§ Source extract:
---

Figure 14-1: Electronic product catalog on Amazon.com (accessed 10/23/2003)
The Shopping Cart (or “shopping basket,” “shopping bag,” “shopping sled,” or “wheelbarrow”) refers to a single page in an e-Shop, listing the items the customer has chosen to purchase. Like in the case of electronic product catalogs that serve as metaphors of their paper-based predecessors, the shopping cart is also a metaphor used for allowing customers to utilize their existing knowledge about how to buy products. The functionality typically supported by a shopping cart, allows customers to place products in it, remove one or more of them, or proceed to the checkout process. Figure 14-2 presents the shopping cart icons used by Amazon and by the Helcom e-Store (Kondilis et al., 2000). Regardless though of how successful the shopping cart metaphor has proven, for inexperienced users who are unfamiliar with e-Commerce practices, apart from the cart icon an accompanying label is also necessary.

---

§ Saved data entries:
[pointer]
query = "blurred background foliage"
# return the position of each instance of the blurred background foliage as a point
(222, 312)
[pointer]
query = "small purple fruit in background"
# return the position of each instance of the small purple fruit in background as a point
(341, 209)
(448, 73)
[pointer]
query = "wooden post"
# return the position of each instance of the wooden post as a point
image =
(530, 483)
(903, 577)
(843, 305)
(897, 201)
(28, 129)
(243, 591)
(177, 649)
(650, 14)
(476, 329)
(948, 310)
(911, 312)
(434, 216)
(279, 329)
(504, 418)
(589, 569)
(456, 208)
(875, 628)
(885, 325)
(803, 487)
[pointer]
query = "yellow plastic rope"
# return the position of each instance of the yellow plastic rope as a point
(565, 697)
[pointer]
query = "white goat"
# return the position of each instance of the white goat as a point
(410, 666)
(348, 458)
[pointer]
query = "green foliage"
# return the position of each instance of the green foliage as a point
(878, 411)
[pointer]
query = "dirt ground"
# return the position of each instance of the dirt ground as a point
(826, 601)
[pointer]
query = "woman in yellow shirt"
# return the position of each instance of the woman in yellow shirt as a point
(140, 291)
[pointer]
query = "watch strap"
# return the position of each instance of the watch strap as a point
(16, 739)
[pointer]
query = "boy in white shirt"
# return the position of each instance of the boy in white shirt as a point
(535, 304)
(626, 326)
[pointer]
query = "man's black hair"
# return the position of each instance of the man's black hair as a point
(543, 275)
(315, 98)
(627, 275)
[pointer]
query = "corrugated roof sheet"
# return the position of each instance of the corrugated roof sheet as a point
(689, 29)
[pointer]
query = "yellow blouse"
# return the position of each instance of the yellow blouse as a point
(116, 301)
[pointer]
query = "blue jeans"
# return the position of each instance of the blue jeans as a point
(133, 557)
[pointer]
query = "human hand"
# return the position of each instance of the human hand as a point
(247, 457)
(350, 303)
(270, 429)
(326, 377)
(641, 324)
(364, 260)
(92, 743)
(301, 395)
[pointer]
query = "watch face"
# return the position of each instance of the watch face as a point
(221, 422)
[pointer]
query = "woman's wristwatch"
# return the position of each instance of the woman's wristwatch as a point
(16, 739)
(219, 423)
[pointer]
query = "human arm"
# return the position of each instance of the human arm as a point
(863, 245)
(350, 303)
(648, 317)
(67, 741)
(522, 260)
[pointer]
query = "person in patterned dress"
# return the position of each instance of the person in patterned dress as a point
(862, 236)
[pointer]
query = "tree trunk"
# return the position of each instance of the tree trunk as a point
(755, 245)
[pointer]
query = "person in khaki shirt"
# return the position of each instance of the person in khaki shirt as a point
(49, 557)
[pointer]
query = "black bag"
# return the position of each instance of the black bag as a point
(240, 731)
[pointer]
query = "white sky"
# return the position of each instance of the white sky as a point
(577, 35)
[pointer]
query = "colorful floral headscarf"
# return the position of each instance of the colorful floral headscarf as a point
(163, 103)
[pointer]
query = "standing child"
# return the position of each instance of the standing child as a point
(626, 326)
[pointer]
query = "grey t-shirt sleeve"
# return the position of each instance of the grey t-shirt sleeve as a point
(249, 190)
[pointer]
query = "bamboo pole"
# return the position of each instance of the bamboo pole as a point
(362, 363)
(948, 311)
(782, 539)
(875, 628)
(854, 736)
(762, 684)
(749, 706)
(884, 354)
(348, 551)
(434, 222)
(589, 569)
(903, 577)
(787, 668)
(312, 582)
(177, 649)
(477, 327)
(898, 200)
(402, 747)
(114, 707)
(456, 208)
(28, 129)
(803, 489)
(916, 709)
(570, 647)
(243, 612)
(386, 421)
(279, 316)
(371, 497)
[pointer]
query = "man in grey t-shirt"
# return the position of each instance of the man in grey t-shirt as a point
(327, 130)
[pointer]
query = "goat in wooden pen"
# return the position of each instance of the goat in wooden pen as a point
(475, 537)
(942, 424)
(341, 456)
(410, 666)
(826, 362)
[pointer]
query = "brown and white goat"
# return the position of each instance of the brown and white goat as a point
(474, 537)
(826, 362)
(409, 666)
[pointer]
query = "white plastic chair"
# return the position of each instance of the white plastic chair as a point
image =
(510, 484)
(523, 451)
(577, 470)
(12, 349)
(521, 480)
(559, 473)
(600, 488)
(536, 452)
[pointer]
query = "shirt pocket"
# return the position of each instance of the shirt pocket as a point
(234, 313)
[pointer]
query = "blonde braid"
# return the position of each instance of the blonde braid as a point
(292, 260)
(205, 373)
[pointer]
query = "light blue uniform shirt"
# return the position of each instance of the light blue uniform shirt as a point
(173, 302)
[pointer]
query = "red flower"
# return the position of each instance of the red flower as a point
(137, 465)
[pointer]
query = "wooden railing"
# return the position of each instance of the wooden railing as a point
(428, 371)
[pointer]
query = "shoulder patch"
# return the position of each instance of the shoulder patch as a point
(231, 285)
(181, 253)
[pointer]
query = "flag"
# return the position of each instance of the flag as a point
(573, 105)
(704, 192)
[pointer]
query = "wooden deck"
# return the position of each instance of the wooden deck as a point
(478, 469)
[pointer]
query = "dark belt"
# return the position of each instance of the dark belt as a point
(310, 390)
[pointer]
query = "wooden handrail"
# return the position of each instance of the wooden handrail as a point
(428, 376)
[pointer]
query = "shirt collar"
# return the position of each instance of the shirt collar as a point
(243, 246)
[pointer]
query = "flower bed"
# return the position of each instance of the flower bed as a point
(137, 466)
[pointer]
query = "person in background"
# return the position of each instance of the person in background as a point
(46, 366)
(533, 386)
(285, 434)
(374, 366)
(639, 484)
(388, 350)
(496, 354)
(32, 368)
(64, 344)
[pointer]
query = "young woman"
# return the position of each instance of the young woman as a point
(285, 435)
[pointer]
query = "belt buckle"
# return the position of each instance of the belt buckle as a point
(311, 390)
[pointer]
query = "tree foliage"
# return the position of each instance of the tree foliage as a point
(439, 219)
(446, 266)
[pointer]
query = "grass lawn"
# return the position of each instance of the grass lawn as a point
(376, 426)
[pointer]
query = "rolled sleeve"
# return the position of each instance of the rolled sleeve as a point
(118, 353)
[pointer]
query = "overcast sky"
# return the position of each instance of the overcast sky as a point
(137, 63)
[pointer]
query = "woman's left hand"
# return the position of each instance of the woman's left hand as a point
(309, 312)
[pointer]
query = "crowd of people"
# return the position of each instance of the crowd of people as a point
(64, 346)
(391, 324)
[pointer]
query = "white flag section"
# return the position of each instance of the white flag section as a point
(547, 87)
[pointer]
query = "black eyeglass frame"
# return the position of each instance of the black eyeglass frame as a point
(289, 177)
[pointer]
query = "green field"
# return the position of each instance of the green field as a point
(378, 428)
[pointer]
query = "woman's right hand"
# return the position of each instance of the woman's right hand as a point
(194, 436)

---

§ Problems:
1 – According to the passage on the shopping cart, what functions does a shopping cart typically offer customers?
2 – Count the lines of the entries that contain the string "flag", treating uppercase and lowercase as distinct, and give only the number.
The text and the entries were drawn from unrelated sources.

§ Worked answers:
1 – It lets customers place products in it, remove one or more of them, or proceed to the checkout process.

2 – 4